> **Task goal**
Return the line containing "of the wrinkled" and every line after it through the end of the entries below, with no other lines.

Data excerpts Block Start

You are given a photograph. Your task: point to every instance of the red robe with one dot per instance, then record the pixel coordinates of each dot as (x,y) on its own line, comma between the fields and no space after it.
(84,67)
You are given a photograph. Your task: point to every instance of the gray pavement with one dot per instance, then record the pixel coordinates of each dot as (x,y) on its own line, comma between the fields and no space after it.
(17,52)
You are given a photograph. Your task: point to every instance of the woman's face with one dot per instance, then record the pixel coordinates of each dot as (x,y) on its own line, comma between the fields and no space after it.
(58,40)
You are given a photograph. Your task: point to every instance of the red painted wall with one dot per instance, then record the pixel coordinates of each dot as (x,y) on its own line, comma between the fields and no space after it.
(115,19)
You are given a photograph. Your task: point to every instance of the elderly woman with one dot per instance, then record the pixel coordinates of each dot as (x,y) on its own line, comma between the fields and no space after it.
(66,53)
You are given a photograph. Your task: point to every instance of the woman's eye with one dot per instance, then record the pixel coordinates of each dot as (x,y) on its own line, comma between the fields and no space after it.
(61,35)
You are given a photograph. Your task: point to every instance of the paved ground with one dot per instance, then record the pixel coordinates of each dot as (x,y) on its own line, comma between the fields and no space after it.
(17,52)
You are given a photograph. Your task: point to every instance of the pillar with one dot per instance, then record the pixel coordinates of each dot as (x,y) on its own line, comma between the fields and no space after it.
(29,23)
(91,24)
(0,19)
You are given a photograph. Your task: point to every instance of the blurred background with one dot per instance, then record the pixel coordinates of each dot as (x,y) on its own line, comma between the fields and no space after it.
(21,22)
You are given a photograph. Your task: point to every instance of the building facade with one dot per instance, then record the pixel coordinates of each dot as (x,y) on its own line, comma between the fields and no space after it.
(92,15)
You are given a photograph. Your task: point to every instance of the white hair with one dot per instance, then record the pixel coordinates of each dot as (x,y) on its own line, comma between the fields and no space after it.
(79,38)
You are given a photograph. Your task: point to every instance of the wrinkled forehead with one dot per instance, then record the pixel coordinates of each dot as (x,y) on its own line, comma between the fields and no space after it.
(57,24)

Data excerpts Block End

> **Task response**
You are given a photograph. Your task: point to every instance of the wrinkled forehead with one dot per instance, then record the pixel coordinates of each dot as (x,y) on its own line, comma between the fields and no space after it.
(57,24)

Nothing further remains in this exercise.